Within the listing below, please show every line carrying the string "cherry".

*-*-*

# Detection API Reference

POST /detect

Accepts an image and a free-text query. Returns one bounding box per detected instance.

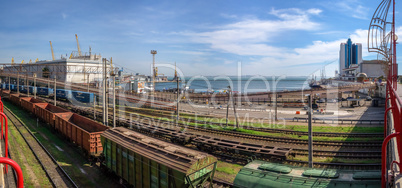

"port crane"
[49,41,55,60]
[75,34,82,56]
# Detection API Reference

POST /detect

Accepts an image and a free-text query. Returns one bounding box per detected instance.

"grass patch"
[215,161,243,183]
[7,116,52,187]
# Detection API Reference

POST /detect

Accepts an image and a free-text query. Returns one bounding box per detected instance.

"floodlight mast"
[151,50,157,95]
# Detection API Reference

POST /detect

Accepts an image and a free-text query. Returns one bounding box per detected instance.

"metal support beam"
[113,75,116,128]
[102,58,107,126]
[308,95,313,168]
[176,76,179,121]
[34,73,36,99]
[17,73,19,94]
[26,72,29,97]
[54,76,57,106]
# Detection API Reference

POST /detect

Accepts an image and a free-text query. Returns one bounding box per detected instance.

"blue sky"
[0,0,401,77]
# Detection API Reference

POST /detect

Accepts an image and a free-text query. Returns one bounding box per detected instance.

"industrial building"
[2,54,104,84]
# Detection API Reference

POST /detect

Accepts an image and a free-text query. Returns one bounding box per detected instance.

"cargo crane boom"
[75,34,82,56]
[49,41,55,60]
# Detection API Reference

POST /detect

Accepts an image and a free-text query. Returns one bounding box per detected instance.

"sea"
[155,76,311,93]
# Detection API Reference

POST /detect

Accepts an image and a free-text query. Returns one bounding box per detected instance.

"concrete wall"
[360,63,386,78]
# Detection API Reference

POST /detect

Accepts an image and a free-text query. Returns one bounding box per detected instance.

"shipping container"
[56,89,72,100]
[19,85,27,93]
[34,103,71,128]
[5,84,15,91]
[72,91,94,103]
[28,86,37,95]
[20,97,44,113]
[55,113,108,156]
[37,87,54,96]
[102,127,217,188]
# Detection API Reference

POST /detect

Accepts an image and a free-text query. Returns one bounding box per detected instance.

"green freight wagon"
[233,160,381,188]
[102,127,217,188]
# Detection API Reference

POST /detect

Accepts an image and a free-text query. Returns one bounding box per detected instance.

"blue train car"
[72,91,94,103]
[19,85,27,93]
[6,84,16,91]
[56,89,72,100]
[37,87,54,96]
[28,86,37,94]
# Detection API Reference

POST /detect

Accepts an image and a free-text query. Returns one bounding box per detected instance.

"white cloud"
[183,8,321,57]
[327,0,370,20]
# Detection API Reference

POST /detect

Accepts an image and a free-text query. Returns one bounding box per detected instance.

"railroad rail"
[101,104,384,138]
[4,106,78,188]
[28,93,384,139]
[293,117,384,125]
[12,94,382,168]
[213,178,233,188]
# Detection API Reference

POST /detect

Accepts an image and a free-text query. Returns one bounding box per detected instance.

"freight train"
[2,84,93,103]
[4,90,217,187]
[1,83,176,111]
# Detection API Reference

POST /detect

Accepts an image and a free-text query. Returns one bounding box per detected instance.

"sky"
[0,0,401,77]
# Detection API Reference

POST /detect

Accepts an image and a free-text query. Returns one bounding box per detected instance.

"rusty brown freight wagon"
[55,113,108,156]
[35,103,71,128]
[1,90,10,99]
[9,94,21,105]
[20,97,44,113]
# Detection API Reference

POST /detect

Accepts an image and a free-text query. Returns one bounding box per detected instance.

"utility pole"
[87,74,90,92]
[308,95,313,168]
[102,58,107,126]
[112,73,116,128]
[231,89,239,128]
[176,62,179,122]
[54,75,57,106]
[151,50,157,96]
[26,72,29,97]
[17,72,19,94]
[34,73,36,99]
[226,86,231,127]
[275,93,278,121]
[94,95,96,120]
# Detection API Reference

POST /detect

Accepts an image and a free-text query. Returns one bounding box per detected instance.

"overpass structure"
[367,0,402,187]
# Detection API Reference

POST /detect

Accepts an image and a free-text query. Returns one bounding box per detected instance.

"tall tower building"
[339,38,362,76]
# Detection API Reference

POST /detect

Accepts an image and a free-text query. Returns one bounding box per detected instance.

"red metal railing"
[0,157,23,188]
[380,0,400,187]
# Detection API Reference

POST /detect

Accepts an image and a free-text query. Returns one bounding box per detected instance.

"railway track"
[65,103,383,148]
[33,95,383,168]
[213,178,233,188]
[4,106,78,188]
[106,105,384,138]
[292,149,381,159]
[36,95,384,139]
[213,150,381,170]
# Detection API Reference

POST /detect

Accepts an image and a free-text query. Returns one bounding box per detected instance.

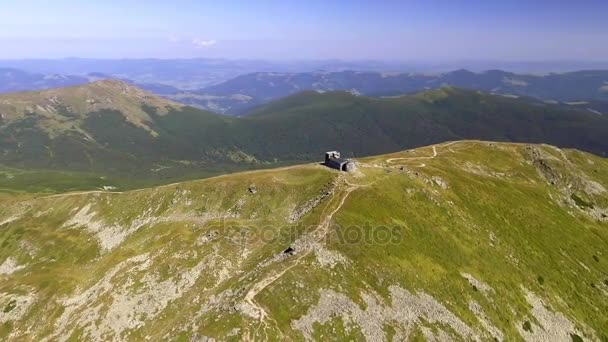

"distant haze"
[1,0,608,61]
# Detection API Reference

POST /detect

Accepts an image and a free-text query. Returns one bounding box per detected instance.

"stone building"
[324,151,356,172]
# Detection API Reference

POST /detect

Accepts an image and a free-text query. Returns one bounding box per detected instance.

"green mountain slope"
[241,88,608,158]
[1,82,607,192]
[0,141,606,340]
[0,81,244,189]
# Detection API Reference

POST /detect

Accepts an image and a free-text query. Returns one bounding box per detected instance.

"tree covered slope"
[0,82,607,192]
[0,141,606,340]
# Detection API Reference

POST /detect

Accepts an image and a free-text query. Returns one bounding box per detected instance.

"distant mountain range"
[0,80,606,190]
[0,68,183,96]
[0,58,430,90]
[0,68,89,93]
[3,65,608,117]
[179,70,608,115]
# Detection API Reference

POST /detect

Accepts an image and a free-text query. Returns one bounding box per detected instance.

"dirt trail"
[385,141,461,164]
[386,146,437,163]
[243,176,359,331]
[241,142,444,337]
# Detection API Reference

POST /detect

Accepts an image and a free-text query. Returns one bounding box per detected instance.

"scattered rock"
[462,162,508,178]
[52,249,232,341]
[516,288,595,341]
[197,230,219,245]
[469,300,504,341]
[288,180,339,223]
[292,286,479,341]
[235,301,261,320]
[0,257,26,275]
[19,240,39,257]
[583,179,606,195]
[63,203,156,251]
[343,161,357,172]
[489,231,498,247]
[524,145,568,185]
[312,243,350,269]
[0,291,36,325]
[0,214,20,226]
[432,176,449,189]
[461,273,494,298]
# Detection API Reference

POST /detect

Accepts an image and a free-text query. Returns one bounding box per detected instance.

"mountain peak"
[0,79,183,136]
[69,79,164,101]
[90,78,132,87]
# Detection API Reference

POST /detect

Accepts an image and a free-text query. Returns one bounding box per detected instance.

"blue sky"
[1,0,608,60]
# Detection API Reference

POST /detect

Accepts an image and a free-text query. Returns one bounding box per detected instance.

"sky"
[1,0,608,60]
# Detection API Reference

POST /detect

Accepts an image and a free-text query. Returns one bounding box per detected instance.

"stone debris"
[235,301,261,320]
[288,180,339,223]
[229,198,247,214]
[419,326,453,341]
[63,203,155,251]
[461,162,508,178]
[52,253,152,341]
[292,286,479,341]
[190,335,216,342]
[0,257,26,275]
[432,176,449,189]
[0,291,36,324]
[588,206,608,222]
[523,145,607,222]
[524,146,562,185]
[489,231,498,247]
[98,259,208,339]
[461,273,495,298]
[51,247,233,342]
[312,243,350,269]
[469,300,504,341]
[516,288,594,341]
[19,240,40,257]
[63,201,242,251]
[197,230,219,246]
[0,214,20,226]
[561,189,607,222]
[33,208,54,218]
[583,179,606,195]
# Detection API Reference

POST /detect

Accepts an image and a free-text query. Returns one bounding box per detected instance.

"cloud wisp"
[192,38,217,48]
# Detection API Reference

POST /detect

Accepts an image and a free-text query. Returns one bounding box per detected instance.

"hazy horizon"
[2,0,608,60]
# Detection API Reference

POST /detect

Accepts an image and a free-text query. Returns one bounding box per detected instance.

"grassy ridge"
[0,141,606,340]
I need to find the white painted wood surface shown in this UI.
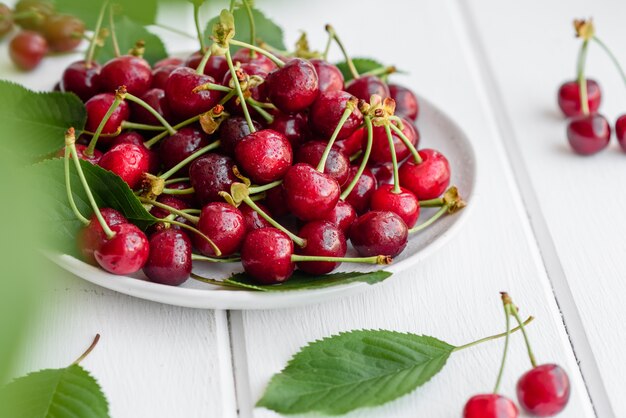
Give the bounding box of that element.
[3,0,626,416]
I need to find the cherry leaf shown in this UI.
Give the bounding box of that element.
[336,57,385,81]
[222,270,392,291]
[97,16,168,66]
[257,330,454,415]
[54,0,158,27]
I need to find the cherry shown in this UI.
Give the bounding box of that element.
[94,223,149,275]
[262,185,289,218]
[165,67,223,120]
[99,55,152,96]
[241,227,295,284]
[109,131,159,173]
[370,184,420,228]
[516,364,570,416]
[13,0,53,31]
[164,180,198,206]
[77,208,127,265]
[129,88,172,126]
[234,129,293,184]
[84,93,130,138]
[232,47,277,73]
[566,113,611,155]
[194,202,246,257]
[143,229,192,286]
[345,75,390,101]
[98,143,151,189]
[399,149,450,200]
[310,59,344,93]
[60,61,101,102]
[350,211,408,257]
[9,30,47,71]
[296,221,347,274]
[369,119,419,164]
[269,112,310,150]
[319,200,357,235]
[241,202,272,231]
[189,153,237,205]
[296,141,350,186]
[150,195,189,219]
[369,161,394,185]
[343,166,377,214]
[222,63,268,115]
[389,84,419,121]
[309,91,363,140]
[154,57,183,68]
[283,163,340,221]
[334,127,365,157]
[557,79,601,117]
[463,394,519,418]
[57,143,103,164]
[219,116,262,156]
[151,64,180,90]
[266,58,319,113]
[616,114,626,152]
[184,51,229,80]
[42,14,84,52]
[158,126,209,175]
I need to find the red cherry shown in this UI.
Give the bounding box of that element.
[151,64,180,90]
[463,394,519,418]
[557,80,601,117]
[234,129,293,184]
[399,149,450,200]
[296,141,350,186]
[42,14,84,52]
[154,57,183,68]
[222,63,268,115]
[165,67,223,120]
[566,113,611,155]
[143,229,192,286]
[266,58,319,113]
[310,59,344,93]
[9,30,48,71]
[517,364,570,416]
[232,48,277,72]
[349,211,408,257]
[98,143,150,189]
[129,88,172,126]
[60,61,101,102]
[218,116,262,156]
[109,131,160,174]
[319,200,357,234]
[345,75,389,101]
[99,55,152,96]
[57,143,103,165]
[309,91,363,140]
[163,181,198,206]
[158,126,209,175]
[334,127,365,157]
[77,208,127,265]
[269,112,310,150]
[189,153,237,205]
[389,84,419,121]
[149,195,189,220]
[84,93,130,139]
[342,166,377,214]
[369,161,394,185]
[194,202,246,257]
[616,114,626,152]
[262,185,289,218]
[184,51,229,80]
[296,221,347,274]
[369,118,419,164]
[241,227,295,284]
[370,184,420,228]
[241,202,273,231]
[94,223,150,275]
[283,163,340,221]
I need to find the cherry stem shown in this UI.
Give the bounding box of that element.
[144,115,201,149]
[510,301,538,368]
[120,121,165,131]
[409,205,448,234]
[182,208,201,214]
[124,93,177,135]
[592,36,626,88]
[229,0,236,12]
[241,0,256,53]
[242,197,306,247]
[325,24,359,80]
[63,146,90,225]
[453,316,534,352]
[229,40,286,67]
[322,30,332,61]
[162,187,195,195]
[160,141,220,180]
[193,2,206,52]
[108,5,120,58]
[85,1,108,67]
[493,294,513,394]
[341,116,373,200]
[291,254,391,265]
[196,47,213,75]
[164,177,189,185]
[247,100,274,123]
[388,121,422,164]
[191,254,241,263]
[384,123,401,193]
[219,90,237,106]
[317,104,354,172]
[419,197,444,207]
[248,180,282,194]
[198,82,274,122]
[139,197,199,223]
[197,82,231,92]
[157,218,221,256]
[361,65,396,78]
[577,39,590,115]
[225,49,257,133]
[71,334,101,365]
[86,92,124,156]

*-*-*

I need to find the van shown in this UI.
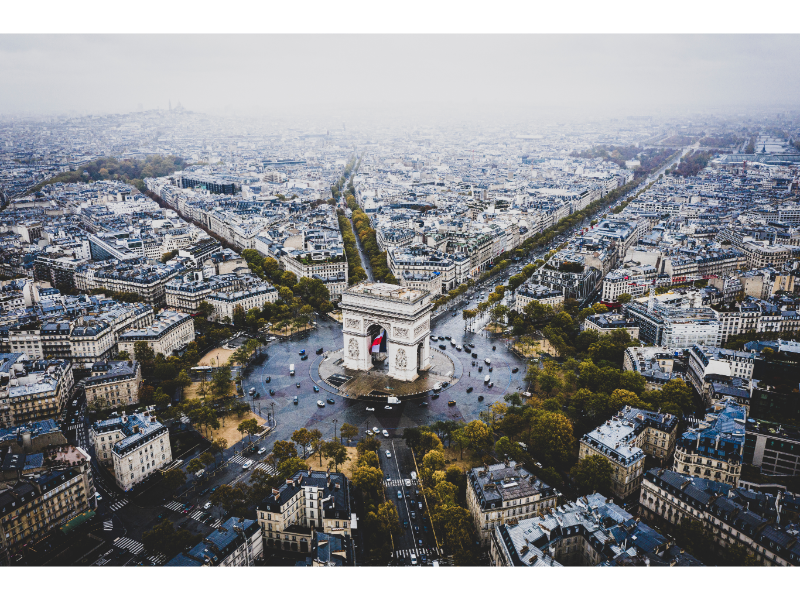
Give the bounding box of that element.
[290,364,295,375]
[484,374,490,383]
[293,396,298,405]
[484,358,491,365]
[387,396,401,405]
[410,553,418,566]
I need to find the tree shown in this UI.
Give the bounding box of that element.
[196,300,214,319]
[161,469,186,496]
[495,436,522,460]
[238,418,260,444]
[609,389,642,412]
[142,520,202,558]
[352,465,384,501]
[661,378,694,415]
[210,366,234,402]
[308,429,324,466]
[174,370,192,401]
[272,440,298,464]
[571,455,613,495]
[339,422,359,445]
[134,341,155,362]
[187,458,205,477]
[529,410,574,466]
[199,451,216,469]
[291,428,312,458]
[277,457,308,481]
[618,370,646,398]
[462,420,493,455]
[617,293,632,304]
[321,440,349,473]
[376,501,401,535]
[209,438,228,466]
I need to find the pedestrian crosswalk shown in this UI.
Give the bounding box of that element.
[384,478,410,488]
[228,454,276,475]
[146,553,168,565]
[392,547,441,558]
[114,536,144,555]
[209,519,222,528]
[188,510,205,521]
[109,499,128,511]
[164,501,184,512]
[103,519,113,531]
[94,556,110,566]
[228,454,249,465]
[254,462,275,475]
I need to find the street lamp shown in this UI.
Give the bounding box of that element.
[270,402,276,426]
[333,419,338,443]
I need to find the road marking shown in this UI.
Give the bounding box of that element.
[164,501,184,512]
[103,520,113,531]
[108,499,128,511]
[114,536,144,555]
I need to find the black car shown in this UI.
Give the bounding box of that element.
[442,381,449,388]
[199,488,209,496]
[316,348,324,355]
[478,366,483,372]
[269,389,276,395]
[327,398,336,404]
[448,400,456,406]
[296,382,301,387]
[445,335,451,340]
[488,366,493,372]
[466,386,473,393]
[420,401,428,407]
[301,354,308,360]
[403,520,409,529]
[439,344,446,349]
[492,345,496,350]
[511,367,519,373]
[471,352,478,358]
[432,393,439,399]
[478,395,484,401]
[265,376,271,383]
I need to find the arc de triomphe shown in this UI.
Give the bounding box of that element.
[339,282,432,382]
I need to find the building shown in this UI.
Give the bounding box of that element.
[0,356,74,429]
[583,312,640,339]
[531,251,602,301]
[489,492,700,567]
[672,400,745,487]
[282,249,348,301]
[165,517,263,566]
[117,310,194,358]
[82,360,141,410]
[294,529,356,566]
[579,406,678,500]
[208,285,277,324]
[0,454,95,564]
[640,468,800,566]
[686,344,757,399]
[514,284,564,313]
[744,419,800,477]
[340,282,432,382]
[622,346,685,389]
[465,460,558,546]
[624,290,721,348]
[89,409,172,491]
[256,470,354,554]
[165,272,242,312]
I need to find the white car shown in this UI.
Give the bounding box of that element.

*-*-*

> Result for this task
I need to find the cherry leaf shown in this UI.
I need to find the cherry shown in this UI.
I need to find the red cherry shown in this UI.
I need to find the cherry stem shown in this UI.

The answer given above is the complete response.